**What the task asks:**
From the following material, say how many lines have "tile" in them; write only the number.

**Material shown:**
________________________

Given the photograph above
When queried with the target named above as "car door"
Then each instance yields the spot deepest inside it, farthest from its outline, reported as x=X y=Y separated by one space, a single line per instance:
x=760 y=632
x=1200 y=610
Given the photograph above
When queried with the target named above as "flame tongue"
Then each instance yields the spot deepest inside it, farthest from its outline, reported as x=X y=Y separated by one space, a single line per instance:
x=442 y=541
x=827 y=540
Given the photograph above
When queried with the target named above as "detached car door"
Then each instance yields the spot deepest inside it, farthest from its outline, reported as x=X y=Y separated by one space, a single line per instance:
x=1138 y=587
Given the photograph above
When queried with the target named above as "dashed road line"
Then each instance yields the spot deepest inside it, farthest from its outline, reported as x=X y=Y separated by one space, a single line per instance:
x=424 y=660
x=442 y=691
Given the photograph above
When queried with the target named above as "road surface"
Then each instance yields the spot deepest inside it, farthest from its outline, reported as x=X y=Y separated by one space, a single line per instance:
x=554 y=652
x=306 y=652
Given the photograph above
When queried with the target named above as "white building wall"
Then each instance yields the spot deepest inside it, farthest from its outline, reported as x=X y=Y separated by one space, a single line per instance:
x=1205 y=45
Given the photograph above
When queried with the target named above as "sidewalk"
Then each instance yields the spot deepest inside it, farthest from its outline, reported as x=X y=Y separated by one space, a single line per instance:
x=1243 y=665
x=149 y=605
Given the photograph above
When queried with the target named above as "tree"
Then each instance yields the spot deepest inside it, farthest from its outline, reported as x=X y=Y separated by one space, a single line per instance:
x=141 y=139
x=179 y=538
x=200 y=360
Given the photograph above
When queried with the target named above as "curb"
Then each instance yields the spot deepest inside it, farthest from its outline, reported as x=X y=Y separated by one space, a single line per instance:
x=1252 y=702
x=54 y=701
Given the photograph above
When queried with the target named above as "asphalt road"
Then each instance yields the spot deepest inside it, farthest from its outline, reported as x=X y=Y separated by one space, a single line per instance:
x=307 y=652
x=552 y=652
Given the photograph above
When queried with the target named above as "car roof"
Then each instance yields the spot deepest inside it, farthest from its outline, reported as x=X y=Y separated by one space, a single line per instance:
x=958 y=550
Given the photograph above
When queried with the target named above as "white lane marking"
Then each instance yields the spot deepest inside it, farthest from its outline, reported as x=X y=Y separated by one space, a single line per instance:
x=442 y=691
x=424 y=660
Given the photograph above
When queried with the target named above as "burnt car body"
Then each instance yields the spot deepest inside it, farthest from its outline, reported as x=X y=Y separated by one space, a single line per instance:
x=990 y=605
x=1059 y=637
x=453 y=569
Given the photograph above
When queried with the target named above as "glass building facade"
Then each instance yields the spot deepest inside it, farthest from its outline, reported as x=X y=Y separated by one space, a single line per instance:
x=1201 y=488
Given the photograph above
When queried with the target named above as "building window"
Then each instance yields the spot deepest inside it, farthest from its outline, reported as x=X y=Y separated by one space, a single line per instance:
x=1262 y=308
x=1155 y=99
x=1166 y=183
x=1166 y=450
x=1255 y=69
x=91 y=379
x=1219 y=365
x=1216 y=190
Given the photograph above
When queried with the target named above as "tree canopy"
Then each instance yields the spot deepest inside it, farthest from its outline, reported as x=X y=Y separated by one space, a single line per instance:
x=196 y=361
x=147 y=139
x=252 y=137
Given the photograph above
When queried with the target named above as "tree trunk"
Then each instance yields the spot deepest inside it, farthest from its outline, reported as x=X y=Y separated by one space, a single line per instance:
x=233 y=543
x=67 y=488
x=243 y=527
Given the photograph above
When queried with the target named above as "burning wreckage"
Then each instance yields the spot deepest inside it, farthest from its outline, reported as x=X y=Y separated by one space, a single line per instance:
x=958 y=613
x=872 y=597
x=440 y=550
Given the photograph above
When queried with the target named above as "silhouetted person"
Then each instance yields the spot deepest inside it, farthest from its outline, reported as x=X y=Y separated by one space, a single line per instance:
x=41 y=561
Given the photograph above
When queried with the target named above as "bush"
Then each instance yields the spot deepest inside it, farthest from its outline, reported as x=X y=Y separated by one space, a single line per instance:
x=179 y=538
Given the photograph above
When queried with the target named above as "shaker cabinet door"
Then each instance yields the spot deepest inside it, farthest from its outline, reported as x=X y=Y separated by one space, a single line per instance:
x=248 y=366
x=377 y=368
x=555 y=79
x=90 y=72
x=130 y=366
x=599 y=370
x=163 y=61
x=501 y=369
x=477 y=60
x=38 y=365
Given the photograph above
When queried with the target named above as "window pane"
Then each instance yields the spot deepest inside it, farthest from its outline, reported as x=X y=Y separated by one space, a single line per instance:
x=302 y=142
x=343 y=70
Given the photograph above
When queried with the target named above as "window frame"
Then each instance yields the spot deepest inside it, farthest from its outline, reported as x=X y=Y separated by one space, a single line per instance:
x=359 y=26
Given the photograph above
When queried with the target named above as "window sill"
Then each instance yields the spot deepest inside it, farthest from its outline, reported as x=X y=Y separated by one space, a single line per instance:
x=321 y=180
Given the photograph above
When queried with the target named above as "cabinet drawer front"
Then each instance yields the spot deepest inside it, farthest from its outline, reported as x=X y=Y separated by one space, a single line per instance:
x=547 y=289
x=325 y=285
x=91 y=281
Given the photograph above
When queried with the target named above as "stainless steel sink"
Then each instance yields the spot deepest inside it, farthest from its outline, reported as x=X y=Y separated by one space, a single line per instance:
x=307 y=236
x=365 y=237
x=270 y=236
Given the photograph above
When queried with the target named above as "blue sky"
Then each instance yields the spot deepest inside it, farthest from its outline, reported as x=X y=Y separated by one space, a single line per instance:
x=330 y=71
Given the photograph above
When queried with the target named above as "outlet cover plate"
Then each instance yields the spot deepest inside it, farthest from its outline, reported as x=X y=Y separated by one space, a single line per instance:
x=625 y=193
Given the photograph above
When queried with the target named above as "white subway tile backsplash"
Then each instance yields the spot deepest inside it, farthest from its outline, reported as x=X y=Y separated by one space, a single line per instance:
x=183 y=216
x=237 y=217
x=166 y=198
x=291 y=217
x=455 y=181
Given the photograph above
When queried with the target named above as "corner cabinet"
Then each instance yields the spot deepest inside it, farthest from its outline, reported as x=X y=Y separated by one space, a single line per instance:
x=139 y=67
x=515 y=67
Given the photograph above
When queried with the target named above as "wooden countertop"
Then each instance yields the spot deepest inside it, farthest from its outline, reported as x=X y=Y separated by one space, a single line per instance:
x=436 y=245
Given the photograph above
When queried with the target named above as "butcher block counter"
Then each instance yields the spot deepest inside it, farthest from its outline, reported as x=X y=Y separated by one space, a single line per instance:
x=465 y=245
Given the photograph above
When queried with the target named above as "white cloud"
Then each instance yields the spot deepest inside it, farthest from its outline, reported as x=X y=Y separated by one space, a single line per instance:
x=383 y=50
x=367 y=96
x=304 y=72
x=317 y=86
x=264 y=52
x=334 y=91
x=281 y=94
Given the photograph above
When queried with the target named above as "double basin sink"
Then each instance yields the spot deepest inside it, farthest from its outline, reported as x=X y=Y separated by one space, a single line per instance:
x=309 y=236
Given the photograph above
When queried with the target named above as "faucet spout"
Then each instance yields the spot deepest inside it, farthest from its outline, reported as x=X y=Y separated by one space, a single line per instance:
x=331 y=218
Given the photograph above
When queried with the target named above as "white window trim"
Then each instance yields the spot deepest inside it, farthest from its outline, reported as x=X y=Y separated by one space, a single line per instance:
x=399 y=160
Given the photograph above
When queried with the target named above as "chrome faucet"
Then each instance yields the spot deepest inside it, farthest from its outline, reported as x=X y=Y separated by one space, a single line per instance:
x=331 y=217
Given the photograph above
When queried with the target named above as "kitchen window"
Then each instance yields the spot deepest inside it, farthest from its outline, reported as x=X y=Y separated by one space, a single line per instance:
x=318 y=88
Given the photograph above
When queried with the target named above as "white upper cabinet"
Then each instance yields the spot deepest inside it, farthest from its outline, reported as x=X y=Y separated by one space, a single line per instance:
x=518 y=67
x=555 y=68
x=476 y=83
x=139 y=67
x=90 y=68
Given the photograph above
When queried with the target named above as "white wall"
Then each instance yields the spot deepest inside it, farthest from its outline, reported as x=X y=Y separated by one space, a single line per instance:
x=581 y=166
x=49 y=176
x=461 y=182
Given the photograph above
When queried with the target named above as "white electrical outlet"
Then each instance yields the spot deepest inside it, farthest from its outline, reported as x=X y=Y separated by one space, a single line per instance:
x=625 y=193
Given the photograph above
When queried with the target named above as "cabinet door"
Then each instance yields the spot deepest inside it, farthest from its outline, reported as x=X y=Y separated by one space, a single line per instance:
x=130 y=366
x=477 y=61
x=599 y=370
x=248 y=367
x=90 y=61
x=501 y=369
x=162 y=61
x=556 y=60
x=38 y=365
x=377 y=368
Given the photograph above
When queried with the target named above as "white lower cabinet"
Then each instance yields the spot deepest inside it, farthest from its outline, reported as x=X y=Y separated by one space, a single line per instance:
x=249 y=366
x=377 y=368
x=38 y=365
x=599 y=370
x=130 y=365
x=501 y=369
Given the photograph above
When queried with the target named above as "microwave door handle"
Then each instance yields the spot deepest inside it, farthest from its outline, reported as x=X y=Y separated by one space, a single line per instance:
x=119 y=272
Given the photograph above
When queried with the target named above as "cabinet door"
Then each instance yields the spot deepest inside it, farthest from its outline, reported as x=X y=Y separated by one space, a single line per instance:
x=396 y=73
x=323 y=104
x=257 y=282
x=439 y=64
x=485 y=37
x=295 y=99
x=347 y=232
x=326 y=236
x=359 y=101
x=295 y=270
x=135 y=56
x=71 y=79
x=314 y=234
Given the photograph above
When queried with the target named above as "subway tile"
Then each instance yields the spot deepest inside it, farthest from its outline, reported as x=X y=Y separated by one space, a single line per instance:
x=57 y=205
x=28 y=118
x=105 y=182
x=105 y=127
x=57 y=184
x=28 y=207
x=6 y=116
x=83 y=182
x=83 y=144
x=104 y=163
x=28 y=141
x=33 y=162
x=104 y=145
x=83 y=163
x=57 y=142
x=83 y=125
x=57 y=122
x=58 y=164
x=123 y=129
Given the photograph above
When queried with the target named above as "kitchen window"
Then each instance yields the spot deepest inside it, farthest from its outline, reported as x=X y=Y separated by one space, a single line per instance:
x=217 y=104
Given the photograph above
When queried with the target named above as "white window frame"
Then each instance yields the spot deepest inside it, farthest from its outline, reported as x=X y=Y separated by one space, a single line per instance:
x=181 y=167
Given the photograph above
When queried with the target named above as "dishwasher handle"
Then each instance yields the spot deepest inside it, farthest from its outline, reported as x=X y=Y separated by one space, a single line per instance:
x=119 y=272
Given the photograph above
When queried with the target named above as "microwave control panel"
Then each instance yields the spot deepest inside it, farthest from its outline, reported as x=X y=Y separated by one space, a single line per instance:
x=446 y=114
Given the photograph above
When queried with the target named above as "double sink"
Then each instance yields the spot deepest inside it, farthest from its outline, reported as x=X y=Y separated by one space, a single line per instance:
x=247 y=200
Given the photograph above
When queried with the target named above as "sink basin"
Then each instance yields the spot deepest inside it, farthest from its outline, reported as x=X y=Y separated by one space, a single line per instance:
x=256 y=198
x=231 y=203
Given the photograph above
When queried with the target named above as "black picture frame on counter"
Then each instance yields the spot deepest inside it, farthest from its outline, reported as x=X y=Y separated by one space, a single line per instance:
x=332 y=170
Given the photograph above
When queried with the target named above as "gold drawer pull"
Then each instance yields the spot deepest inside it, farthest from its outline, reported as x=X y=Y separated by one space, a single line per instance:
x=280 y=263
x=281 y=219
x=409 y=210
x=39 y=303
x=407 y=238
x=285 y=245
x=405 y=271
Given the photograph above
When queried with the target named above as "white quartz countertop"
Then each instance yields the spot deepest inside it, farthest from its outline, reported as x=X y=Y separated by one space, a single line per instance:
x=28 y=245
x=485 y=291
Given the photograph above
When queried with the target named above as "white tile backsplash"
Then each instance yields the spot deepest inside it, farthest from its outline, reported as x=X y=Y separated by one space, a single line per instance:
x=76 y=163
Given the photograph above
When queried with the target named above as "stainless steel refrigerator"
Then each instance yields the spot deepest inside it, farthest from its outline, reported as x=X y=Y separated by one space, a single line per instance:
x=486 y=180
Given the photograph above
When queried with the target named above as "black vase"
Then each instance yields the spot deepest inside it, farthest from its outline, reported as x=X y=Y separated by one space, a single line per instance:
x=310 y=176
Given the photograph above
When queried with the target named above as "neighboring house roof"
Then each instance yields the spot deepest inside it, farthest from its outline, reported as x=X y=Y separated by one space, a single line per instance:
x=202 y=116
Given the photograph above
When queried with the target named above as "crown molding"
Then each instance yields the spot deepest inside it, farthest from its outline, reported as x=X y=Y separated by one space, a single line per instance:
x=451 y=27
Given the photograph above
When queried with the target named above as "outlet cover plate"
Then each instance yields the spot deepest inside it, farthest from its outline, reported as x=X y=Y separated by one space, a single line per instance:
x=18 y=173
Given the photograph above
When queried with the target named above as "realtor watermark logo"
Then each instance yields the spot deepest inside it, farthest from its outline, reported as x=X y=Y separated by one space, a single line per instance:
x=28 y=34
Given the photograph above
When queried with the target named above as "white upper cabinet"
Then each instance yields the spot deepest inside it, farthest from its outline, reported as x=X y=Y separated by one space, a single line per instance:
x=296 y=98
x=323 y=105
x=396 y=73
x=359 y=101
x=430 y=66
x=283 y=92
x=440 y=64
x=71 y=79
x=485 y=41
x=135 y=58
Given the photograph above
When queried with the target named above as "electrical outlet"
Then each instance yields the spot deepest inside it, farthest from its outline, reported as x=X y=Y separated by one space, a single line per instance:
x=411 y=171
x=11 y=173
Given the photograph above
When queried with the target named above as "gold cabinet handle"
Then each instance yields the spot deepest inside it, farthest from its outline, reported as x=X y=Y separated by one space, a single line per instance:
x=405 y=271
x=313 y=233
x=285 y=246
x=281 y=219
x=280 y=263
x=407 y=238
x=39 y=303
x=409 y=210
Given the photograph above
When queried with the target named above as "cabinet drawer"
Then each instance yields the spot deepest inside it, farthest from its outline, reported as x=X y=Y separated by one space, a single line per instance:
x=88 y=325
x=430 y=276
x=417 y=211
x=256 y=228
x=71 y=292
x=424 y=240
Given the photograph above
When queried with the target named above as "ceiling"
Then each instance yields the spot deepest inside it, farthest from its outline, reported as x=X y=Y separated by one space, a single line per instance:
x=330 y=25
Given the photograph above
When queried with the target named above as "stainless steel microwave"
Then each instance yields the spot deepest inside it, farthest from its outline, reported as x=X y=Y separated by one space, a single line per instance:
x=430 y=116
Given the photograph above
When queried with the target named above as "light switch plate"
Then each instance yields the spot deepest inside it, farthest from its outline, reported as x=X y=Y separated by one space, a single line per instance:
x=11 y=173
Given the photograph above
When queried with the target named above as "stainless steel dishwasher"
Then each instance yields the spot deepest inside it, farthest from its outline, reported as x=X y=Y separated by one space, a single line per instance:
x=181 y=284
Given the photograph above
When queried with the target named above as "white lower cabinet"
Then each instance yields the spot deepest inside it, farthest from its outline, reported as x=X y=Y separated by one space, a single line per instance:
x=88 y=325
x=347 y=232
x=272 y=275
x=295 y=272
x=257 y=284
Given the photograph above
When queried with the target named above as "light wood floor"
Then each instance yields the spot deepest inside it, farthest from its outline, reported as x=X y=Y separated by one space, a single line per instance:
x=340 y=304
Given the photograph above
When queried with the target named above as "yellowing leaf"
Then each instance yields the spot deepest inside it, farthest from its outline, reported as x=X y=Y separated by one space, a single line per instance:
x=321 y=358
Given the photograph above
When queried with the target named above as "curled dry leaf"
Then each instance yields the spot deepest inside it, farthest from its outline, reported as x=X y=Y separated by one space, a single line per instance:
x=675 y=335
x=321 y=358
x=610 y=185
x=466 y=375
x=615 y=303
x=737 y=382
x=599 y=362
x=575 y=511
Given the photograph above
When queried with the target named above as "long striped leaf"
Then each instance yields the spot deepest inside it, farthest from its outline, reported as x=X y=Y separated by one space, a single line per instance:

________________________

**Completed exercise:**
3